Work to complete: Below is a block of records; repeat each one exactly.

[START OF Exercise materials]

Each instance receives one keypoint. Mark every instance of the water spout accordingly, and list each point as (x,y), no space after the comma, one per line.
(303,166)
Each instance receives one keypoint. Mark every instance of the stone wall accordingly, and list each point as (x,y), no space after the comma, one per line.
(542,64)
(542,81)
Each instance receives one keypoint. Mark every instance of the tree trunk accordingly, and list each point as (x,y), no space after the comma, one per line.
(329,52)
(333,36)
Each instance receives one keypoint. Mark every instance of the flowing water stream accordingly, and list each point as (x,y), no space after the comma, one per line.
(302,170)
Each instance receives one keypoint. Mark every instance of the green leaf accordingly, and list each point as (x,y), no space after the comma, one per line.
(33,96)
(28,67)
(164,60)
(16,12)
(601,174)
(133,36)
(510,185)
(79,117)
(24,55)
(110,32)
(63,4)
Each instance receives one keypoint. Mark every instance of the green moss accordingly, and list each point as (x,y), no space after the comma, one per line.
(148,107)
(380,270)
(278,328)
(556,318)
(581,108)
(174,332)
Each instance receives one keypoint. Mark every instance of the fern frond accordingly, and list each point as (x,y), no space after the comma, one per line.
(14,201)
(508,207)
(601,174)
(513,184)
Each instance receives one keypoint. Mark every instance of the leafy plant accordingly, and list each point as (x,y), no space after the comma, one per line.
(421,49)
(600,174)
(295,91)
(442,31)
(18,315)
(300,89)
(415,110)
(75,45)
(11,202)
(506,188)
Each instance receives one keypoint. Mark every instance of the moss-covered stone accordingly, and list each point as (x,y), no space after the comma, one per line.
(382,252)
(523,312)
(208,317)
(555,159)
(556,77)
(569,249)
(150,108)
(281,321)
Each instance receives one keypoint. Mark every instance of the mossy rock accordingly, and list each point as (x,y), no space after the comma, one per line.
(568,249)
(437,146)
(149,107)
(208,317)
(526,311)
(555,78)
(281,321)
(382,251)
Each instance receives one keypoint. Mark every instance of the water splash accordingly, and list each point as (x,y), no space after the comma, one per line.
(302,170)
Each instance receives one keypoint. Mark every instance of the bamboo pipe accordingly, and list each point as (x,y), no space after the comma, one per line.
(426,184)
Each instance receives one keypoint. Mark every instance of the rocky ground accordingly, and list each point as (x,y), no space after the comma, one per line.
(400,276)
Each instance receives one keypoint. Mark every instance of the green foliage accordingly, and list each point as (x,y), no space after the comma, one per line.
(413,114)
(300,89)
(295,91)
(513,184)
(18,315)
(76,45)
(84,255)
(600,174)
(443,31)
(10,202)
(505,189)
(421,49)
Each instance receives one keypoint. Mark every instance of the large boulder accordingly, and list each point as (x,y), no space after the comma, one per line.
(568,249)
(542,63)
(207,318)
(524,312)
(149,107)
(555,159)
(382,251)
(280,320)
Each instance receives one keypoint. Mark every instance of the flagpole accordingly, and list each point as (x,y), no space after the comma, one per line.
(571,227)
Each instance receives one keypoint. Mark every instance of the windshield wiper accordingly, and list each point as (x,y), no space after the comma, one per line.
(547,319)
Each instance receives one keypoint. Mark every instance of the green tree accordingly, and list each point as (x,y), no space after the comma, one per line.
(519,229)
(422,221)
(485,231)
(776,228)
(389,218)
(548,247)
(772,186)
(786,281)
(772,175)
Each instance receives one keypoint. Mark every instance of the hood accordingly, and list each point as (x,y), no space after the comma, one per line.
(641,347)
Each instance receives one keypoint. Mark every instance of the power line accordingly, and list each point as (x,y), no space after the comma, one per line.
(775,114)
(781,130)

[END OF Exercise materials]

Correct response:
Each instance receives one keypoint. Mark every instance of the water spout accordingly, and list each point as (x,y), no space after the comma, one per line.
(303,166)
Each instance receives one keypoint. Mark every instance of the stone wall accordingly, and list each point as (x,y), no space after the comma, one per line.
(542,64)
(542,81)
Each instance receives one keypoint. Mark every instance of the tree trunk accordingly, and list each point as (x,y), no space after the comma, one per line.
(329,52)
(333,36)
Each instance receives one keypoint. Mark every instance of the flowing water stream accordingly, and list each point as (x,y), no space after the comma, one per line.
(302,170)
Each instance receives one keypoint. Mark every instance of the green leaf accordingly, and list each point as (x,y), no space after the comma, one per line.
(33,96)
(28,67)
(164,60)
(16,12)
(601,174)
(133,36)
(510,185)
(79,117)
(24,55)
(110,32)
(63,4)
Each instance receives one keypoint. Mark every instance of the green moss accordingly, and list each point as (x,y), no space after the comma, one per line.
(148,107)
(380,270)
(278,328)
(556,318)
(581,108)
(174,332)
Each instance receives one keypoint. Mark every instance of the fern frond accordingly, and list each point as (x,y), no space after the comma, one per line.
(14,201)
(508,207)
(601,174)
(513,184)
Each instance receives one keypoint. Mark every instance of the leafy plant accordingly, and list each point as (x,y), no space after the comma, one per line.
(421,49)
(600,174)
(295,91)
(442,31)
(18,315)
(300,89)
(415,110)
(75,45)
(11,202)
(506,188)
Each instance receives one keypoint. Mark every instance of the moss-covered stone accordingly, and list each point as (x,y), no space after the comma, one per line.
(382,252)
(523,312)
(208,317)
(555,159)
(556,77)
(569,249)
(150,108)
(281,321)
Each instance receives one keypoint. Mark every instance of the mossy rock accordingly, and list each point as (x,y), no space after the comma, one per line.
(568,249)
(437,146)
(149,107)
(208,317)
(526,311)
(555,78)
(281,321)
(382,251)
Each instance receives one keypoint. Mark every instance of the water splash accordingly, and list each point as (x,y), no space after the comma, one per line.
(302,170)
Each instance receives one keypoint. Mark every instance of the bamboo pipe accordingly, and list each point as (x,y), no space after the comma, one per line.
(426,184)
Each instance receives one keypoint. Mark every instance of the rocky ground accordingly, and list each point as (x,y), no space after the comma, one per line.
(400,276)
Each instance receives one keypoint. Mark every instance of the green foliage accordingly, and list each point as (x,y), no space after the comma, one per line.
(413,114)
(300,89)
(295,91)
(513,184)
(18,315)
(76,45)
(84,255)
(600,174)
(443,31)
(10,202)
(505,189)
(421,49)
Each instance receives one keypoint. Mark every instance of the large boulder accordingly, and list each point as (x,y), no space after the comma, one per line.
(568,249)
(542,63)
(207,318)
(524,312)
(149,107)
(555,159)
(382,251)
(280,320)
Each instance receives one keypoint. Mark every instance of the flagpole accordingly, and list each point as (x,y), no space after the comma, one per line.
(571,227)
Each instance receives one keypoint. Mark every instance of the windshield wiper accordingly, and list each point as (x,y), no space after the comma, one per line.
(547,319)
Each instance receives one keypoint. Mark every instance of the green tree accordingly, and list each point as (x,y), no space after the comma, one per line.
(519,229)
(422,221)
(485,231)
(776,228)
(389,218)
(548,247)
(772,186)
(786,281)
(772,175)
Each instance receives one keypoint. Mark every instance of the hood accordingly, and list each point as (x,y), no space after the comma, one per line.
(641,347)
Each instance receives one keypoint. Mark every instance of the power line accordingly, and list each point as (x,y), no space after the comma, one per line.
(775,114)
(781,130)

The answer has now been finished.